TASK => Give back exactly the stretch of data below from the line holding "segment --target lawn" through the line holding "segment --target bunch", both ends included, and leave the remaining lines out.

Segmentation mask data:
▬▬▬▬▬▬▬▬▬▬

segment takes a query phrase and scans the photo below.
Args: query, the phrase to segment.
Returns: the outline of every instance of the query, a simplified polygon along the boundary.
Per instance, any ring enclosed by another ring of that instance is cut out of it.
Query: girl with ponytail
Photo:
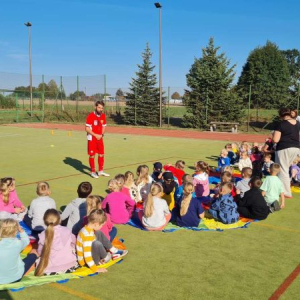
[[[177,225],[180,227],[198,227],[204,217],[201,201],[193,198],[194,185],[187,182],[183,186],[183,199],[178,202]]]
[[[44,215],[46,230],[39,234],[35,276],[73,272],[78,264],[75,254],[76,237],[67,227],[60,225],[60,213],[48,209]]]
[[[153,183],[144,202],[144,212],[139,212],[139,218],[143,226],[148,230],[163,230],[171,219],[166,200],[162,199],[163,187],[159,183]]]

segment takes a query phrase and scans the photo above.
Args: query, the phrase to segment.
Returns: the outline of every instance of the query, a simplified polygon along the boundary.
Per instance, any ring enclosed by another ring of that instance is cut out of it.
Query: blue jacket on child
[[[231,194],[222,195],[215,199],[208,212],[224,224],[236,223],[240,217],[237,211],[237,204],[234,202]]]
[[[230,166],[230,158],[229,157],[219,157],[218,169],[224,168],[226,166]]]

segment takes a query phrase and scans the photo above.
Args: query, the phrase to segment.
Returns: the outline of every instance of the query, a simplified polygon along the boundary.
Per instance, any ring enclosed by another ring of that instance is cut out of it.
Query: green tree
[[[143,63],[138,65],[136,77],[130,83],[127,93],[124,120],[127,124],[154,125],[159,124],[159,89],[157,78],[153,73],[155,66],[151,63],[152,53],[147,43],[142,53]]]
[[[84,99],[86,98],[86,94],[85,94],[84,91],[78,91],[78,93],[77,93],[77,91],[76,91],[76,92],[71,93],[71,94],[69,95],[69,98],[70,98],[71,100],[77,100],[77,97],[78,97],[78,100],[84,100]]]
[[[238,80],[238,89],[245,102],[248,101],[250,84],[251,102],[257,109],[279,108],[287,104],[290,71],[276,44],[268,41],[265,46],[257,47],[249,54]]]
[[[47,98],[52,98],[52,99],[58,98],[59,88],[54,79],[51,79],[48,82],[48,91],[45,94],[46,94]]]
[[[179,99],[181,99],[181,96],[178,92],[175,92],[172,94],[171,98],[174,100],[179,100]]]
[[[202,57],[195,58],[186,75],[190,88],[183,97],[186,127],[203,128],[211,121],[238,121],[242,117],[241,99],[232,89],[235,65],[230,66],[225,53],[218,54],[219,49],[210,38]]]

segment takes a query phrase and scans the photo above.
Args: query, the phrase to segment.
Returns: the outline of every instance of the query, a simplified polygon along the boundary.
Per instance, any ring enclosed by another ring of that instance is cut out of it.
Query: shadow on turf
[[[0,291],[0,299],[1,300],[13,300],[12,296],[10,296],[8,291]]]
[[[87,174],[90,175],[90,167],[84,165],[80,160],[76,159],[76,158],[72,158],[72,157],[66,157],[63,162],[66,165],[69,165],[71,167],[73,167],[75,170],[83,173],[83,174]]]
[[[210,160],[215,160],[215,161],[217,161],[218,158],[219,158],[219,156],[212,155],[212,156],[207,156],[207,157],[205,157],[205,158],[210,159]]]

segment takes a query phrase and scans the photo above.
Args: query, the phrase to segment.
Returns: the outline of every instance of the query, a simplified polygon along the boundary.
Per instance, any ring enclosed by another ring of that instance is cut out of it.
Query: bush
[[[11,99],[9,96],[4,97],[0,94],[0,108],[15,108],[15,101]]]

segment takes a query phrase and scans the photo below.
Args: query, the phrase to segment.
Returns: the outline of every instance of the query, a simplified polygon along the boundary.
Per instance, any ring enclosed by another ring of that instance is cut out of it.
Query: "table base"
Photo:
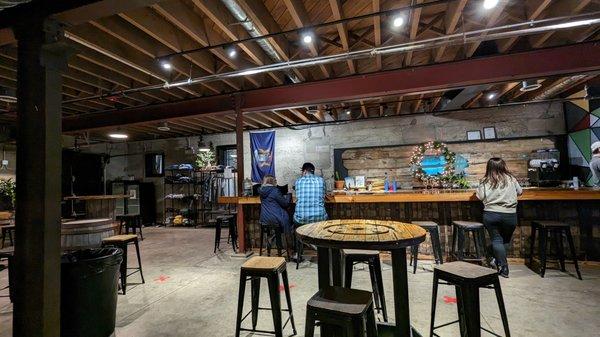
[[[393,323],[377,323],[377,336],[378,337],[395,337],[396,325]],[[412,337],[423,337],[415,327],[411,326]]]

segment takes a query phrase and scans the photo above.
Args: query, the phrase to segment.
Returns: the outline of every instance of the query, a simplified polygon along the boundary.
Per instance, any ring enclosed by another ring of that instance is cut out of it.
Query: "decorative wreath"
[[[425,171],[423,171],[422,161],[425,153],[427,152],[432,152],[438,156],[444,156],[446,159],[446,165],[441,174],[428,175],[425,173]],[[447,180],[454,175],[455,160],[456,154],[448,150],[446,144],[442,142],[427,142],[425,144],[417,145],[410,158],[413,177],[423,182],[440,183],[441,181]]]

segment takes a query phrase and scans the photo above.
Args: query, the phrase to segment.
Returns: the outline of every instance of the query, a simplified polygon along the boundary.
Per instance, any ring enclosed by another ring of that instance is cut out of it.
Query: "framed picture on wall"
[[[467,140],[481,140],[480,130],[467,131]]]
[[[163,177],[165,175],[165,155],[163,153],[146,153],[144,161],[146,177]]]
[[[496,128],[493,126],[488,126],[483,128],[483,138],[484,139],[496,139]]]

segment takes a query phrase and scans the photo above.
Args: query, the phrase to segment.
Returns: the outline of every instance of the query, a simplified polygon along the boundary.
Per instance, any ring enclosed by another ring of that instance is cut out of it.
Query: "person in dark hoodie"
[[[281,233],[291,233],[292,226],[287,208],[290,200],[287,196],[281,194],[277,187],[277,179],[272,175],[266,175],[259,191],[260,194],[260,223],[268,226],[274,226],[279,231],[275,233],[276,244],[283,248],[281,244]]]

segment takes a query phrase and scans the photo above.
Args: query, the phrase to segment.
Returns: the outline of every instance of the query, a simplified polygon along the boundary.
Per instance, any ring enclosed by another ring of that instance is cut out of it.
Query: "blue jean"
[[[517,213],[483,212],[483,225],[492,240],[492,252],[499,267],[508,265],[506,251],[517,227]]]

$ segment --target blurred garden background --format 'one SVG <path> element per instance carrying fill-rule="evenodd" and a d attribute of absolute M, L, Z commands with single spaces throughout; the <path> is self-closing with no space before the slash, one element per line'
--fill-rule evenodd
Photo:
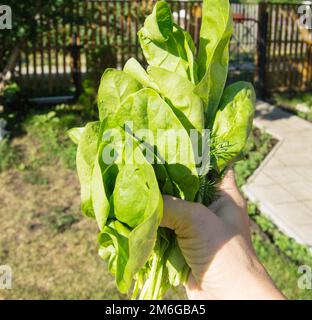
<path fill-rule="evenodd" d="M 201 1 L 168 2 L 198 45 Z M 303 3 L 312 12 L 309 1 L 232 1 L 228 82 L 251 81 L 259 101 L 283 112 L 272 111 L 276 123 L 282 115 L 286 128 L 290 119 L 312 134 L 312 30 L 299 23 Z M 0 265 L 11 266 L 13 289 L 0 290 L 0 299 L 126 299 L 97 255 L 96 224 L 80 213 L 76 146 L 66 131 L 96 119 L 106 68 L 130 57 L 145 64 L 136 34 L 153 1 L 3 4 L 12 9 L 12 29 L 0 30 Z M 283 138 L 273 131 L 255 122 L 235 166 L 240 187 L 272 158 Z M 301 149 L 306 161 L 311 138 Z M 300 177 L 307 196 L 295 200 L 305 209 L 294 215 L 312 235 L 311 174 Z M 298 287 L 298 267 L 312 268 L 311 236 L 296 237 L 257 199 L 248 203 L 253 243 L 273 280 L 290 299 L 312 299 L 312 290 Z M 185 294 L 180 288 L 167 298 Z"/>

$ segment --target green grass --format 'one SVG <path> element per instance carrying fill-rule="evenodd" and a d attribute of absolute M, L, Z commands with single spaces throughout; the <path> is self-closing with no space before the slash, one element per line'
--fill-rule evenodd
<path fill-rule="evenodd" d="M 49 179 L 44 177 L 39 170 L 28 169 L 25 171 L 23 180 L 26 183 L 32 185 L 47 185 L 49 184 Z"/>
<path fill-rule="evenodd" d="M 0 141 L 0 172 L 14 168 L 20 161 L 20 153 L 7 138 Z"/>
<path fill-rule="evenodd" d="M 300 93 L 300 94 L 275 94 L 273 102 L 278 106 L 289 110 L 297 116 L 312 122 L 312 93 Z M 305 105 L 307 110 L 302 111 L 299 105 Z"/>
<path fill-rule="evenodd" d="M 44 215 L 41 220 L 53 234 L 56 234 L 69 229 L 74 223 L 80 221 L 80 217 L 73 212 L 72 208 L 52 206 L 49 214 Z"/>

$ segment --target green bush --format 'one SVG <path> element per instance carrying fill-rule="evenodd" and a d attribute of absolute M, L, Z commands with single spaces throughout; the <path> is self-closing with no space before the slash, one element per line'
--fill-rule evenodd
<path fill-rule="evenodd" d="M 82 93 L 78 99 L 78 103 L 82 107 L 82 116 L 88 120 L 96 119 L 98 114 L 96 87 L 91 80 L 84 80 Z"/>
<path fill-rule="evenodd" d="M 67 129 L 75 121 L 73 114 L 59 117 L 56 111 L 50 111 L 34 115 L 26 122 L 25 129 L 38 141 L 45 163 L 60 160 L 67 168 L 75 167 L 76 148 L 66 135 Z"/>

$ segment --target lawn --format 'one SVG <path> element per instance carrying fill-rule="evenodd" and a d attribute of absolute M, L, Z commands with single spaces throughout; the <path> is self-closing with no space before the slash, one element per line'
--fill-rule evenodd
<path fill-rule="evenodd" d="M 77 106 L 28 108 L 5 115 L 13 135 L 0 145 L 0 265 L 13 270 L 13 289 L 4 299 L 124 299 L 97 255 L 97 227 L 80 213 L 75 146 L 66 130 L 85 122 Z M 242 185 L 275 141 L 254 129 L 245 161 L 235 167 Z M 250 205 L 259 225 L 261 215 Z M 264 218 L 263 218 L 264 219 Z M 266 221 L 266 220 L 264 220 Z M 256 251 L 278 287 L 290 299 L 312 299 L 297 287 L 298 259 L 276 246 L 273 237 L 253 224 Z M 168 298 L 184 298 L 184 290 Z"/>
<path fill-rule="evenodd" d="M 274 103 L 296 114 L 297 116 L 312 122 L 312 93 L 282 93 L 275 94 Z"/>

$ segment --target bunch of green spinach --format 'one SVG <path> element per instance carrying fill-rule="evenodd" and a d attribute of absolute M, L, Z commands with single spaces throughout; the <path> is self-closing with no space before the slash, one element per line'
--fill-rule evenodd
<path fill-rule="evenodd" d="M 204 0 L 202 13 L 196 56 L 190 34 L 174 23 L 165 1 L 157 2 L 138 33 L 147 69 L 133 58 L 123 70 L 107 69 L 99 121 L 69 132 L 78 144 L 82 211 L 97 221 L 99 254 L 119 291 L 132 289 L 133 298 L 161 299 L 189 274 L 174 232 L 160 227 L 162 194 L 208 205 L 211 186 L 239 159 L 252 126 L 252 85 L 224 89 L 229 1 Z M 208 173 L 198 171 L 190 135 L 202 137 L 204 129 L 211 131 L 210 139 L 200 139 Z M 170 148 L 175 132 L 179 142 Z"/>

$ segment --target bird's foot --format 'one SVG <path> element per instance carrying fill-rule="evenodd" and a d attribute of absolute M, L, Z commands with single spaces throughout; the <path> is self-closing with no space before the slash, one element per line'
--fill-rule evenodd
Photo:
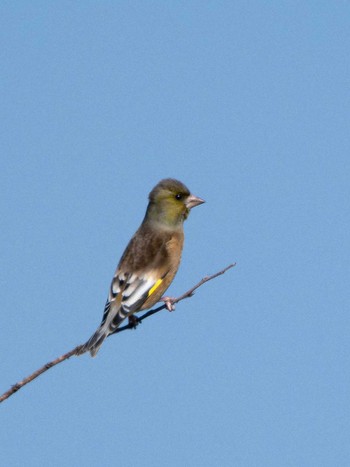
<path fill-rule="evenodd" d="M 135 315 L 130 315 L 130 316 L 128 317 L 128 321 L 129 321 L 129 323 L 128 323 L 129 326 L 130 326 L 131 328 L 133 328 L 133 329 L 136 329 L 137 326 L 141 323 L 141 321 L 140 321 L 140 320 L 138 319 L 138 317 L 135 316 Z"/>
<path fill-rule="evenodd" d="M 174 303 L 175 298 L 174 297 L 162 297 L 160 301 L 165 303 L 166 309 L 168 311 L 175 310 L 175 303 Z"/>

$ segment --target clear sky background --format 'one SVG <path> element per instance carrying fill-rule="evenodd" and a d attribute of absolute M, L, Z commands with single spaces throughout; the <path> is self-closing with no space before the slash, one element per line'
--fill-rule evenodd
<path fill-rule="evenodd" d="M 84 342 L 152 187 L 178 295 L 0 406 L 4 466 L 349 466 L 350 4 L 3 1 L 1 393 Z"/>

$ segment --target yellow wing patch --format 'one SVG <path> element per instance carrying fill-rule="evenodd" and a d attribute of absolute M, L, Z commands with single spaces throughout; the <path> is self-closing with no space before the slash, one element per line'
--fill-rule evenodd
<path fill-rule="evenodd" d="M 148 292 L 148 296 L 152 295 L 153 292 L 158 289 L 158 287 L 160 286 L 160 284 L 163 282 L 163 279 L 158 279 L 157 282 L 154 284 L 153 287 L 151 287 L 149 289 L 149 292 Z"/>

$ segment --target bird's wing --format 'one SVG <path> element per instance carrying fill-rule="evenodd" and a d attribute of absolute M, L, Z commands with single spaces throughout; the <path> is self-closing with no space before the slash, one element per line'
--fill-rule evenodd
<path fill-rule="evenodd" d="M 113 332 L 160 287 L 172 268 L 167 251 L 170 238 L 142 232 L 131 239 L 112 279 L 101 325 L 107 320 Z"/>

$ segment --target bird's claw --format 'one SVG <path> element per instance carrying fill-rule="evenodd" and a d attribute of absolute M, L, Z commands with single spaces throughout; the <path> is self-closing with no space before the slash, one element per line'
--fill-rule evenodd
<path fill-rule="evenodd" d="M 175 298 L 174 297 L 162 297 L 160 299 L 162 302 L 164 302 L 166 309 L 168 311 L 174 311 L 175 310 Z"/>
<path fill-rule="evenodd" d="M 137 326 L 141 323 L 141 321 L 139 320 L 139 318 L 135 315 L 130 315 L 128 317 L 128 321 L 129 321 L 129 326 L 133 329 L 136 329 Z"/>

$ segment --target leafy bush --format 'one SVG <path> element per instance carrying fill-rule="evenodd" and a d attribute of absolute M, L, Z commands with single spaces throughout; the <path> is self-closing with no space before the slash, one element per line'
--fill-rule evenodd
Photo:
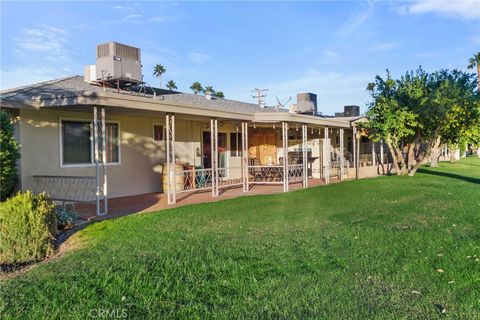
<path fill-rule="evenodd" d="M 45 194 L 31 192 L 0 203 L 0 264 L 36 261 L 53 252 L 55 206 Z"/>
<path fill-rule="evenodd" d="M 74 221 L 78 218 L 74 208 L 57 208 L 57 227 L 60 230 L 68 230 L 73 227 Z"/>
<path fill-rule="evenodd" d="M 10 114 L 0 109 L 0 199 L 6 199 L 17 180 L 17 160 L 20 146 L 14 137 Z"/>

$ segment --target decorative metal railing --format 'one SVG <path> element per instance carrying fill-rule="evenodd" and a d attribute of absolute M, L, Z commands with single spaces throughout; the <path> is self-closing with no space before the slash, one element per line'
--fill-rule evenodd
<path fill-rule="evenodd" d="M 174 185 L 177 193 L 212 188 L 212 169 L 179 170 L 175 176 Z"/>
<path fill-rule="evenodd" d="M 97 199 L 95 177 L 36 175 L 33 185 L 33 193 L 45 192 L 52 200 L 91 202 Z"/>
<path fill-rule="evenodd" d="M 248 166 L 248 176 L 250 183 L 282 184 L 283 166 Z"/>
<path fill-rule="evenodd" d="M 288 181 L 298 182 L 303 180 L 303 164 L 288 165 Z"/>

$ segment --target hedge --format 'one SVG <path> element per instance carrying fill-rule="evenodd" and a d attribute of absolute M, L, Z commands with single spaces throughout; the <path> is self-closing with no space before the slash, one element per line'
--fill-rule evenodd
<path fill-rule="evenodd" d="M 28 191 L 0 203 L 0 264 L 33 262 L 52 254 L 56 227 L 55 206 L 45 194 Z"/>

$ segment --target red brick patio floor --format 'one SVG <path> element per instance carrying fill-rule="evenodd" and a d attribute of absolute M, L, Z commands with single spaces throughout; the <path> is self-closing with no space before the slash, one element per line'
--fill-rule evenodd
<path fill-rule="evenodd" d="M 338 182 L 337 179 L 331 179 L 331 183 Z M 308 186 L 315 187 L 324 185 L 321 179 L 309 179 Z M 298 190 L 302 188 L 301 183 L 291 183 L 289 190 Z M 219 190 L 218 197 L 212 197 L 211 191 L 191 192 L 177 194 L 177 203 L 168 205 L 167 196 L 163 193 L 149 193 L 136 196 L 127 196 L 108 199 L 108 214 L 105 216 L 96 216 L 94 203 L 77 203 L 75 209 L 81 220 L 105 220 L 126 216 L 133 213 L 145 213 L 159 211 L 163 209 L 180 207 L 188 204 L 203 202 L 215 202 L 225 199 L 237 198 L 240 196 L 251 196 L 259 194 L 274 194 L 283 192 L 283 185 L 253 185 L 249 192 L 243 192 L 242 187 L 232 187 Z"/>

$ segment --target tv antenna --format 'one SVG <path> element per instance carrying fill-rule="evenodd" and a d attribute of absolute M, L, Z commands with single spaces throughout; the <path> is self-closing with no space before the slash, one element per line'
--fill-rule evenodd
<path fill-rule="evenodd" d="M 252 92 L 256 93 L 256 95 L 254 95 L 252 97 L 256 98 L 258 100 L 258 105 L 262 108 L 265 107 L 265 99 L 264 98 L 267 96 L 266 94 L 263 93 L 265 91 L 268 91 L 268 89 L 255 88 L 252 91 Z"/>
<path fill-rule="evenodd" d="M 275 99 L 277 99 L 277 109 L 278 109 L 278 108 L 287 109 L 287 107 L 285 107 L 285 105 L 286 105 L 287 103 L 289 103 L 293 98 L 292 98 L 292 97 L 288 97 L 288 100 L 285 101 L 284 103 L 281 103 L 281 102 L 280 102 L 280 99 L 278 99 L 277 96 L 275 96 Z"/>

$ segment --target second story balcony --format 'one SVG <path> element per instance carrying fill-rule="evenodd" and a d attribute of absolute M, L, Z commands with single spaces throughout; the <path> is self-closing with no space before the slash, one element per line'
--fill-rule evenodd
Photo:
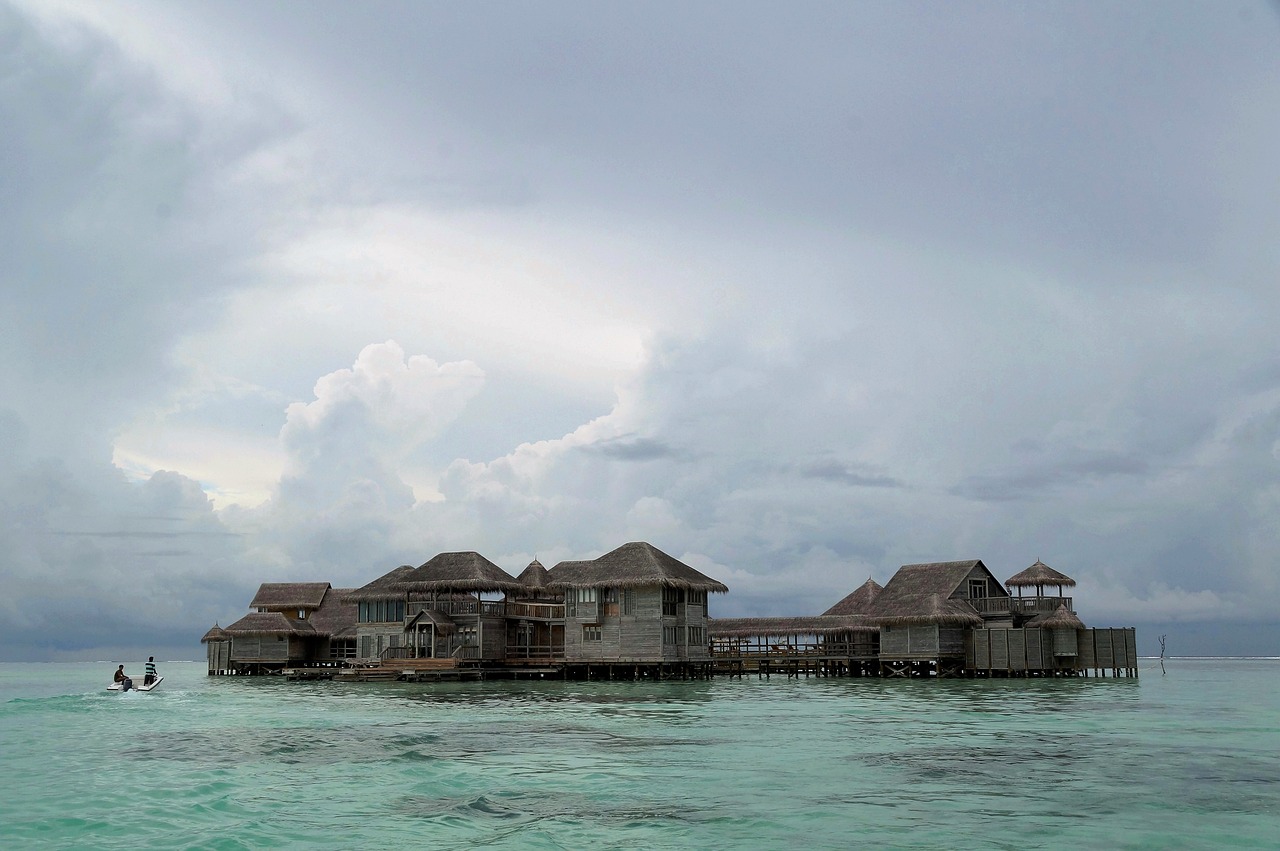
<path fill-rule="evenodd" d="M 1009 612 L 1015 615 L 1052 614 L 1065 605 L 1074 611 L 1070 597 L 974 597 L 966 600 L 980 615 Z"/>

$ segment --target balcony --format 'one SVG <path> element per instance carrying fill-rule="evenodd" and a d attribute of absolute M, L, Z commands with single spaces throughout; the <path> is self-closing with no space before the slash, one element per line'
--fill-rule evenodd
<path fill-rule="evenodd" d="M 1070 597 L 971 597 L 966 602 L 982 615 L 1010 612 L 1030 617 L 1052 614 L 1062 605 L 1073 610 Z"/>
<path fill-rule="evenodd" d="M 564 620 L 564 603 L 507 603 L 506 615 L 540 621 Z"/>

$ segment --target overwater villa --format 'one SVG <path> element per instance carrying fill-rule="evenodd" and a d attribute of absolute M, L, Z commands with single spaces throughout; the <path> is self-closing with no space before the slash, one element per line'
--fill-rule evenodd
<path fill-rule="evenodd" d="M 980 560 L 909 564 L 821 615 L 712 619 L 729 589 L 648 543 L 518 577 L 454 552 L 354 589 L 264 583 L 201 641 L 210 674 L 298 678 L 1137 676 L 1134 630 L 1085 627 L 1074 585 L 1039 560 L 1005 583 Z"/>

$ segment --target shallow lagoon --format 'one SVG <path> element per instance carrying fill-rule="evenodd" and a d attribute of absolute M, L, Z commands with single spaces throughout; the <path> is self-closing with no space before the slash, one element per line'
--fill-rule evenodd
<path fill-rule="evenodd" d="M 125 695 L 111 663 L 0 664 L 0 845 L 1274 847 L 1280 661 L 1166 664 L 384 685 L 168 663 Z"/>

▬▬▬▬▬▬▬▬▬▬

YOUR RESPONSE =>
$ segment --target lawn --format 'one SVG <path> element per instance carrying fill-rule="evenodd" and a d attribute of absolute M, L, Z commands with single spaces throughout; the <path> is self-closing with no space before the slash, one element per line'
--fill-rule evenodd
<path fill-rule="evenodd" d="M 77 106 L 28 108 L 5 115 L 13 135 L 0 145 L 0 265 L 13 270 L 13 289 L 4 299 L 124 299 L 97 255 L 97 227 L 80 213 L 75 146 L 66 130 L 85 122 Z M 242 185 L 275 141 L 254 129 L 245 161 L 235 167 Z M 250 205 L 259 225 L 261 215 Z M 264 218 L 263 218 L 264 219 Z M 266 221 L 266 220 L 264 220 Z M 256 251 L 278 287 L 290 299 L 312 299 L 297 287 L 298 259 L 276 246 L 273 237 L 253 224 Z M 168 298 L 184 298 L 184 290 Z"/>
<path fill-rule="evenodd" d="M 274 103 L 296 114 L 297 116 L 312 122 L 312 93 L 282 93 L 275 94 Z"/>

$ segment --target bunch of green spinach --format 'one SVG <path> element per instance carrying fill-rule="evenodd" and a d attribute of absolute M, L, Z commands with single spaces throughout; the <path> is self-closing with no space before the slash, one element per line'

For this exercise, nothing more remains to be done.